Zielsetzung a: Welchen Spitznamen trug Simbabwe laut dem Text über die Hungerlage in Simbabwe bis in die 1990er Jahre?

Ausgangstext:
Wie wird die Lage in Simbabwe im Vergleich zu anderen Ländern bewertet?
Die Kornkammer wieder füllen
Die Hungersituation in Simbabwe ist angespannt. Im Welthunger-Index hat der südafrikanische Staat den Hunger-Schweregrad „ernst“. Das war nicht immer so: Als Fatima Gapa ein Kind war, lebte sie in einem blühenden Land.
Auf den fruchtbaren Böden Simbabwes wuchsen so reiche Ernten, dass Fatimas Heimat bis in die 1990-iger Jahre den Spitznamen „Kornkammer Afrikas“ trug. Reiche Bodenschätze sorgten dafür, dass die Menschen sich eine gute Bildung leisten konnten. Die Alphabetisierungsrate war hoch, die Infrastruktur gut ausgebaut.

Zielsetzung b: Schreib den Abschnitt der Datensätze von der Zeile mit „Objective — for every instance of the riverbank“ bis einschließlich zum Ende der Datensätze neu. Tausche darin „put down“ gegen „place“ aus und lass alles andere unverändert.

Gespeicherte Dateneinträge
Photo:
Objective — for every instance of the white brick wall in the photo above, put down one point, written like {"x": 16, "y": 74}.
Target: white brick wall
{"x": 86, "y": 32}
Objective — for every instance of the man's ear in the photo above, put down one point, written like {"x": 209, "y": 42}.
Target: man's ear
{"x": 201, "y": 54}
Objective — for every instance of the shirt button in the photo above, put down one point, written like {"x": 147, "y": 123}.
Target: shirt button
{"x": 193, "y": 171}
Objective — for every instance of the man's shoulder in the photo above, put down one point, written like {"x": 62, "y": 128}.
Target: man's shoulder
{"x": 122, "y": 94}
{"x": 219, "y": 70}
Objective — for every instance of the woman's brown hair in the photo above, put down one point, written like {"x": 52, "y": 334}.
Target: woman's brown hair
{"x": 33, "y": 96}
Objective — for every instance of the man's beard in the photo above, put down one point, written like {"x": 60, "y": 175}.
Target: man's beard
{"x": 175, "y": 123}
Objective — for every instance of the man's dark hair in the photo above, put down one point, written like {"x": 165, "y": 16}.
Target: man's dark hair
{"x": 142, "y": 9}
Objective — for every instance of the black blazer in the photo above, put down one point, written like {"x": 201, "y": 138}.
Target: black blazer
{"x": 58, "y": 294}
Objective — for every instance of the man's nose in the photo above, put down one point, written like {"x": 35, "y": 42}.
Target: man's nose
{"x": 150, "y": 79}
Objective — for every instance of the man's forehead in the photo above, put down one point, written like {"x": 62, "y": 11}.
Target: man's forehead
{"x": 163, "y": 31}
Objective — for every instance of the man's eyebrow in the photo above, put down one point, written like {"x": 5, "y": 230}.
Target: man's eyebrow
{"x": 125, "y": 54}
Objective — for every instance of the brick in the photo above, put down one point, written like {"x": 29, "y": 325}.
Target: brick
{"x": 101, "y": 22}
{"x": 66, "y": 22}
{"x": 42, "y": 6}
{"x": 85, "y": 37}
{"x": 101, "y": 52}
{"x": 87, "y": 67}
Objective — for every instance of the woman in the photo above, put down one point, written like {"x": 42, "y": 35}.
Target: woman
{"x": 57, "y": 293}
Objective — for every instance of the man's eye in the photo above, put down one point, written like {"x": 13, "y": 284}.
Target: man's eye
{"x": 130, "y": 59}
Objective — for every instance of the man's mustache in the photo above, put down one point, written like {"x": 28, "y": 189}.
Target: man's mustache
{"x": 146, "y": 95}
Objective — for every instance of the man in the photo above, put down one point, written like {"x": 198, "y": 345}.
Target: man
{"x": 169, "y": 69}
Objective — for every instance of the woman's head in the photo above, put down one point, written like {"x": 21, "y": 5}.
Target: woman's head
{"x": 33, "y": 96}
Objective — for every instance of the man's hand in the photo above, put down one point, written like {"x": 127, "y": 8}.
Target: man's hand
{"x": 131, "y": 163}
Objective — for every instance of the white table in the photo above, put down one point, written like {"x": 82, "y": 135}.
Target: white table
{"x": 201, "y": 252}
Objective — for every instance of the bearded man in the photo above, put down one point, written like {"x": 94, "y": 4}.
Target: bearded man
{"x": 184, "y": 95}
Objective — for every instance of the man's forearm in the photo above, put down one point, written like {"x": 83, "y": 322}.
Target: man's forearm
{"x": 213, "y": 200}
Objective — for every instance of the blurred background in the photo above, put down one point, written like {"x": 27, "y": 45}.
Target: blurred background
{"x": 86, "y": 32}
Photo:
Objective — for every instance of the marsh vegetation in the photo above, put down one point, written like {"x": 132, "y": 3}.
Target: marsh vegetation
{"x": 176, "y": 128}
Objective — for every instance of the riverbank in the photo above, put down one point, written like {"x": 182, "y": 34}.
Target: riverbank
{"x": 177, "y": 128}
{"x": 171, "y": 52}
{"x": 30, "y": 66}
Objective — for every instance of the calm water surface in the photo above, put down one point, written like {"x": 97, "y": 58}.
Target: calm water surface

Übungsergebnis a: „Kornkammer Afrikas“

Übungsergebnis b:
Objective — for every instance of the riverbank in the photo above, place one point, written like {"x": 182, "y": 34}.
Target: riverbank
{"x": 177, "y": 128}
{"x": 171, "y": 52}
{"x": 30, "y": 66}
Objective — for every instance of the calm water surface in the photo above, place one point, written like {"x": 97, "y": 58}.
Target: calm water surface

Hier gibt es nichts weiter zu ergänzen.